Task objective: From the text on high-throughput primer walking of cDNA clones, copy the passage from "Process Overview." up to and including "permit accurate assembly.".

Quoted passage:
==================================================
High Throughput Primer Walking of cDNA Clones

Abstract

Primer walking of cloned DNA is a standard research tool. It has been used in the past to determine the sequence of individual clones of interest. With the expansion of DNA sequencing capacity the need to be able to walk larger numbers of clones has become necessary.

Our laboratory is a mid-sized genomics facility. In conjunction with the Advanced Biomedical Computing Center (ABCC) we have developed methods for automating the primer selection, DNA sequencing, contig assembly and sequence analysis for clones arrayed in microtiter format. This approach has allowed us to walk 475 clones (five microtiter plates) selected from a cDNA library.

Rationale

cDNA libraries frequently require sequencing. Due to their insert size (500–2000bp), they don't lend themselves to a typical shotgun sequence regimen employing universal primers. In order to complete a full-length clone sequence, it is desirable to begin in the vector and build contigs by designing new primers near the 3′ end of the read.

Some libraries can contain upwards of 20,000 clones. The sheer size of a project of this size can be daunting without an automated process for the orderly picking of insert specific primers, accumulation of individual clone data and the automated assembly of the contigs produced. Equally helpful is an automated ‘end of clone marker’, which can be defined by an algorithm binning all possible ‘clone finished’ statements.

Figure 1.

Process Overview.

AUTOMATION OF PRIMER WALK

To sequence short unknown DNA clones, begin with the vector primer and read into the insert.

Follow this by selecting the next primer that will continue the read and include overlap to permit accurate assembly.

Repeat as many times as necessary to complete the sequence. This is defined by reading back into vector and/or the poly(A) addition signal.
==================================================
Record excerpts:
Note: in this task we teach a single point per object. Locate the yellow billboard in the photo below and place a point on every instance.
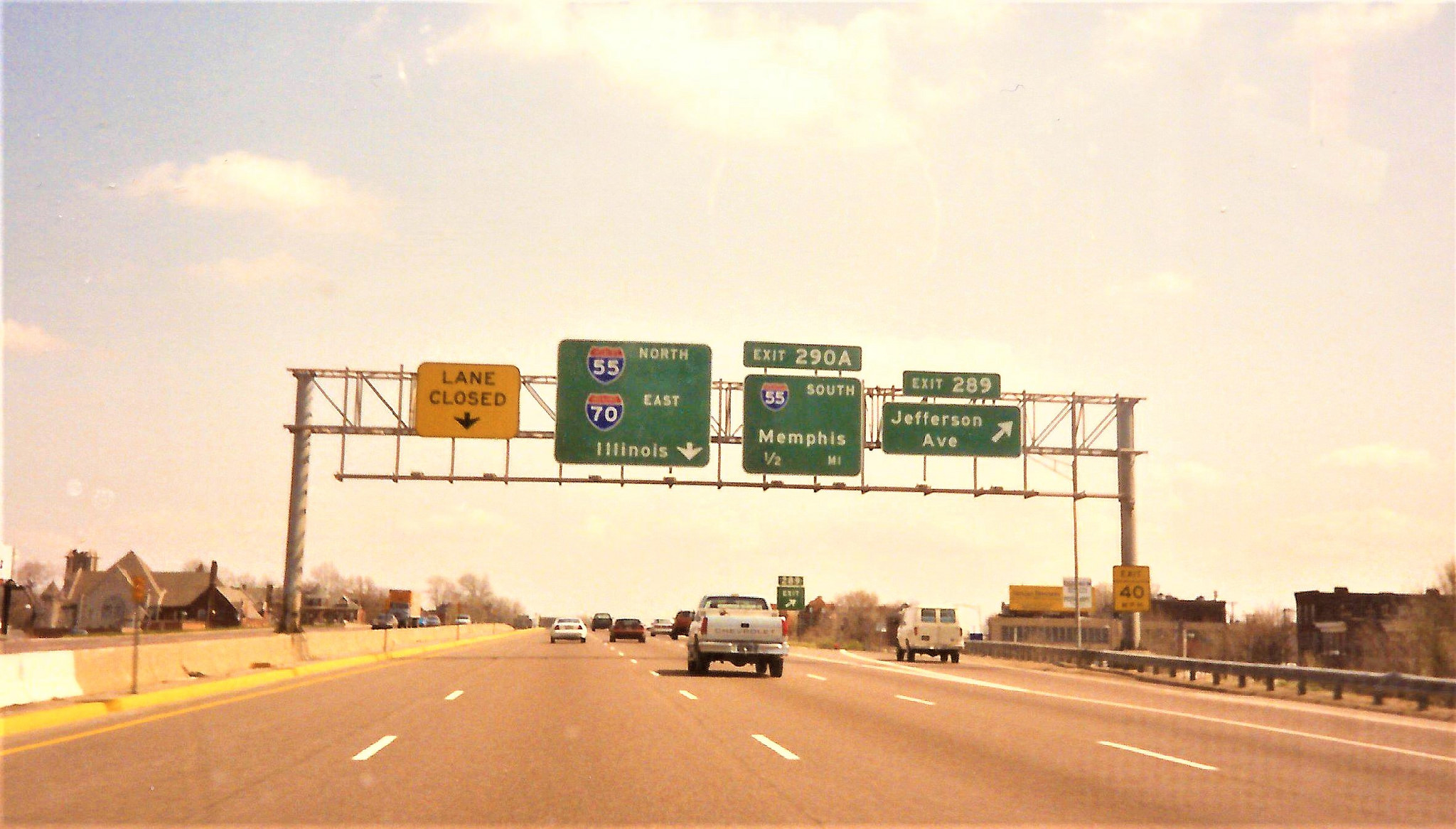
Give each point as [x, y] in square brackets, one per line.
[1037, 598]
[1044, 599]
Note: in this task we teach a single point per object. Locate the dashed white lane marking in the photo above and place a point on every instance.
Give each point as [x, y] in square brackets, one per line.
[375, 749]
[776, 748]
[914, 700]
[871, 663]
[1146, 754]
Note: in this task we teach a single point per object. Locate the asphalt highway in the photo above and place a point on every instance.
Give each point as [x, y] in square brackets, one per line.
[518, 730]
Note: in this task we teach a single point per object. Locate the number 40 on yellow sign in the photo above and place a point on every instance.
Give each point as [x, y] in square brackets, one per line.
[1132, 589]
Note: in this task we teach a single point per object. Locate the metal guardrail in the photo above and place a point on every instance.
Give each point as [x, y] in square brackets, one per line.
[1378, 685]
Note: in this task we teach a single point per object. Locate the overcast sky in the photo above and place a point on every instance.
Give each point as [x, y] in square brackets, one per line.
[1241, 213]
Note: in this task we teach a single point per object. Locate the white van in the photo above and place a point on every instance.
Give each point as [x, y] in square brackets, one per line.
[933, 631]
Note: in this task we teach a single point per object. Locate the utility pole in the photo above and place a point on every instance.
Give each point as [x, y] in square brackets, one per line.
[5, 611]
[297, 506]
[1133, 631]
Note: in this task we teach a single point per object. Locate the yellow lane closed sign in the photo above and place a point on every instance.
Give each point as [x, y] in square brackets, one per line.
[1132, 589]
[462, 400]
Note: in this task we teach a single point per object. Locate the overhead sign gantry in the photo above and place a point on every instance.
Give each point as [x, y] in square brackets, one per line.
[655, 404]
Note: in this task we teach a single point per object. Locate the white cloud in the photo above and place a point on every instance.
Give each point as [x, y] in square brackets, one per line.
[1369, 526]
[268, 270]
[747, 72]
[1161, 283]
[370, 28]
[1344, 25]
[22, 338]
[248, 183]
[1378, 455]
[1139, 37]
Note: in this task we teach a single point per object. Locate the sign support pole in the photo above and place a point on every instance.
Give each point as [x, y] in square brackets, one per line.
[136, 644]
[1133, 631]
[297, 508]
[1076, 558]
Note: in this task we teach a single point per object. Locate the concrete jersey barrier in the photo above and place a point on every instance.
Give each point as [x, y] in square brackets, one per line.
==================================================
Written solution:
Process Overview.

AUTOMATION OF PRIMER WALK

To sequence short unknown DNA clones, begin with the vector primer and read into the insert.

Follow this by selecting the next primer that will continue the read and include overlap to permit accurate assembly.